-------- Listed records --------

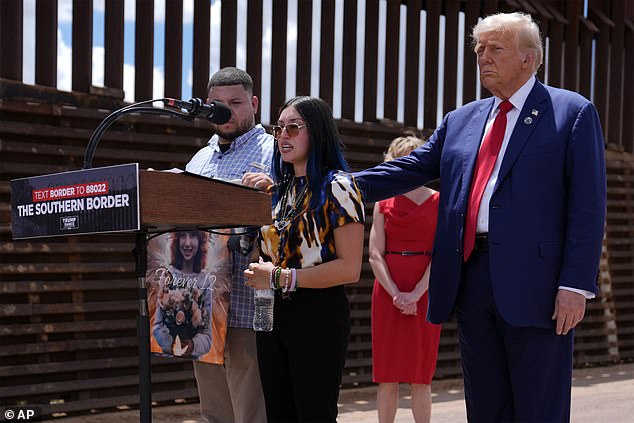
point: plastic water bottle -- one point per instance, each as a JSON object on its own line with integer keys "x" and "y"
{"x": 263, "y": 317}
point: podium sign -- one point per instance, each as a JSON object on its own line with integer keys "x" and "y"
{"x": 86, "y": 201}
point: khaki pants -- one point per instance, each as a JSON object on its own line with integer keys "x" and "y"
{"x": 232, "y": 393}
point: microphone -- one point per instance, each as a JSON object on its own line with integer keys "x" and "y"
{"x": 215, "y": 112}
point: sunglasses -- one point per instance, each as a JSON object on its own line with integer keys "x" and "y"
{"x": 292, "y": 130}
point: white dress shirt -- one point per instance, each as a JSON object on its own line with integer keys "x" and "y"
{"x": 517, "y": 100}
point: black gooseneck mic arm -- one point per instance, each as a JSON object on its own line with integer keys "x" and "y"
{"x": 194, "y": 108}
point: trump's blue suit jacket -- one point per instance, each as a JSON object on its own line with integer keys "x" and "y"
{"x": 547, "y": 212}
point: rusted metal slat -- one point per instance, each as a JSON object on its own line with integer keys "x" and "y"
{"x": 601, "y": 80}
{"x": 254, "y": 48}
{"x": 587, "y": 33}
{"x": 451, "y": 56}
{"x": 24, "y": 287}
{"x": 327, "y": 47}
{"x": 82, "y": 45}
{"x": 471, "y": 11}
{"x": 392, "y": 30}
{"x": 571, "y": 55}
{"x": 278, "y": 58}
{"x": 228, "y": 32}
{"x": 348, "y": 77}
{"x": 113, "y": 72}
{"x": 431, "y": 64}
{"x": 68, "y": 366}
{"x": 615, "y": 124}
{"x": 628, "y": 89}
{"x": 46, "y": 42}
{"x": 555, "y": 46}
{"x": 200, "y": 61}
{"x": 304, "y": 46}
{"x": 412, "y": 62}
{"x": 144, "y": 50}
{"x": 370, "y": 61}
{"x": 10, "y": 42}
{"x": 173, "y": 48}
{"x": 544, "y": 18}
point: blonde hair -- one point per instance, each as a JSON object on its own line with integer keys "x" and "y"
{"x": 401, "y": 146}
{"x": 521, "y": 25}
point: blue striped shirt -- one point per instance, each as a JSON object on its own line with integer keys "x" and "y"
{"x": 250, "y": 152}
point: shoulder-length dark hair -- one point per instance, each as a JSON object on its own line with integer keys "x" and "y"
{"x": 325, "y": 151}
{"x": 200, "y": 259}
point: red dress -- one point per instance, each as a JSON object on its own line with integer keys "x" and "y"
{"x": 405, "y": 347}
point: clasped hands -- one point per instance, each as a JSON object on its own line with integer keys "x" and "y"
{"x": 406, "y": 302}
{"x": 258, "y": 274}
{"x": 257, "y": 180}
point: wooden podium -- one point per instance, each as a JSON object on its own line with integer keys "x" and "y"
{"x": 125, "y": 199}
{"x": 172, "y": 201}
{"x": 183, "y": 200}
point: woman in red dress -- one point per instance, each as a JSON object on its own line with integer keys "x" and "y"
{"x": 404, "y": 344}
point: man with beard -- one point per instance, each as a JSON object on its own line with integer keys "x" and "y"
{"x": 239, "y": 149}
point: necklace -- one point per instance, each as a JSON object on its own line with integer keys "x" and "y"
{"x": 289, "y": 209}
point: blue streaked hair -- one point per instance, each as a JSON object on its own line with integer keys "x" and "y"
{"x": 325, "y": 152}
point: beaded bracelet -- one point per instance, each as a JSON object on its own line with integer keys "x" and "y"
{"x": 294, "y": 284}
{"x": 286, "y": 281}
{"x": 272, "y": 279}
{"x": 278, "y": 273}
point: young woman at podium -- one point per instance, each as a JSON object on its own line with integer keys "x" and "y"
{"x": 313, "y": 248}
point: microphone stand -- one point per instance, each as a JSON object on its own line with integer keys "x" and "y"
{"x": 139, "y": 252}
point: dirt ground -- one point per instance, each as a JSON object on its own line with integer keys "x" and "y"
{"x": 599, "y": 394}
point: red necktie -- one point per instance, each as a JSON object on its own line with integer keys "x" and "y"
{"x": 484, "y": 166}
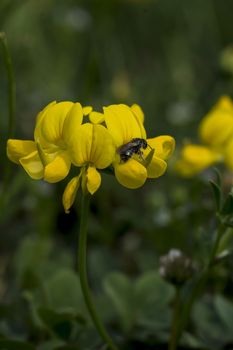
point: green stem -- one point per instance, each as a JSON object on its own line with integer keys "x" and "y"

--------

## Set problem
Transcribe the material exactly, and leave out whatever pictures it holds.

## Reply to the task
point: plastic water bottle -- one point per instance, each as a JSON object on its own line with integer keys "x" and "y"
{"x": 263, "y": 317}
point: podium sign -- one point per instance, each as a JSON object on its own line with integer keys "x" and "y"
{"x": 86, "y": 201}
point: khaki pants -- one point per instance, each as a JSON object on its own line with integer keys "x" and "y"
{"x": 232, "y": 393}
point: microphone -- one point per instance, each as a JSON object on its own line with integer keys "x" and "y"
{"x": 215, "y": 112}
point: sunglasses -- one point per instance, each as a JSON object on its own line with integer keys "x" and "y"
{"x": 292, "y": 130}
point: white dress shirt -- one point per instance, each as a JSON object on its own line with integer keys "x" and "y"
{"x": 517, "y": 100}
point: black gooseneck mic arm -- one point per instance, each as a JSON object on its own line with integer keys "x" and "y"
{"x": 194, "y": 108}
point: trump's blue suit jacket -- one point per instance, each as a JSON object on its own line with integer keys "x" and "y"
{"x": 547, "y": 212}
point: rusted metal slat -- one point per instance, each as a JSON object on its own line with integer keys "x" and "y"
{"x": 601, "y": 80}
{"x": 254, "y": 48}
{"x": 587, "y": 33}
{"x": 451, "y": 56}
{"x": 24, "y": 287}
{"x": 327, "y": 47}
{"x": 82, "y": 45}
{"x": 471, "y": 11}
{"x": 392, "y": 30}
{"x": 571, "y": 55}
{"x": 278, "y": 58}
{"x": 228, "y": 32}
{"x": 348, "y": 77}
{"x": 113, "y": 72}
{"x": 431, "y": 64}
{"x": 68, "y": 366}
{"x": 615, "y": 124}
{"x": 628, "y": 89}
{"x": 46, "y": 42}
{"x": 555, "y": 46}
{"x": 200, "y": 61}
{"x": 304, "y": 46}
{"x": 412, "y": 62}
{"x": 144, "y": 50}
{"x": 370, "y": 61}
{"x": 10, "y": 42}
{"x": 173, "y": 48}
{"x": 544, "y": 18}
point: blonde hair -- one point per instance, each as a JSON object on its own line with integer keys "x" and "y"
{"x": 401, "y": 146}
{"x": 521, "y": 25}
point: blue striped shirt -- one point per instance, each as a JSON object on its own line with integer keys "x" and "y"
{"x": 250, "y": 152}
point: shoulder-length dark hair -- one point per instance, each as a JSON object on its own line with integer keys "x" and "y"
{"x": 325, "y": 151}
{"x": 200, "y": 259}
point: red dress -- one point per instance, each as a JSON object on its own line with integer keys "x" and "y"
{"x": 405, "y": 347}
point: clasped hands -- one point per instance, each as a JSON object on its own line with integer keys "x" and "y"
{"x": 406, "y": 302}
{"x": 258, "y": 274}
{"x": 257, "y": 180}
point: wooden podium -- one point per instance, each as a JSON object on its own line with integer keys "x" and "y"
{"x": 125, "y": 199}
{"x": 172, "y": 201}
{"x": 183, "y": 200}
point: woman in red dress -- one point per instance, each as a JSON object on its own line with integer keys "x" and "y"
{"x": 404, "y": 344}
point: man with beard -- one point per instance, each as a JSON object on its own line with integer keys "x" and "y"
{"x": 239, "y": 149}
point: necklace -- one point per instance, each as a JSON object on its own line with integer keys "x" and "y"
{"x": 289, "y": 209}
point: blue streaked hair -- one point per instance, each as a JSON object on its own line with integer keys "x" and "y"
{"x": 325, "y": 152}
point: beaded bracelet -- one point per instance, each as a JSON object on its own line with integer keys "x" and "y"
{"x": 294, "y": 284}
{"x": 286, "y": 281}
{"x": 272, "y": 279}
{"x": 278, "y": 273}
point: young woman at podium -- one point per instance, each as a JSON object on its own line with integer keys "x" and "y"
{"x": 313, "y": 248}
point: microphone stand -- one point per instance, each as a JSON object on its own line with integer keys "x" and "y"
{"x": 139, "y": 252}
point: dirt ground -- one point per instance, each as a JSON object on its own line with integer keys "x" and "y"
{"x": 599, "y": 394}
point: red necktie -- one point per instance, each as a JSON object on its own line with integer keys "x" and "y"
{"x": 484, "y": 166}
point: green stem -- one point per instance, each as a JSON object on its own line with integer keys "x" and "y"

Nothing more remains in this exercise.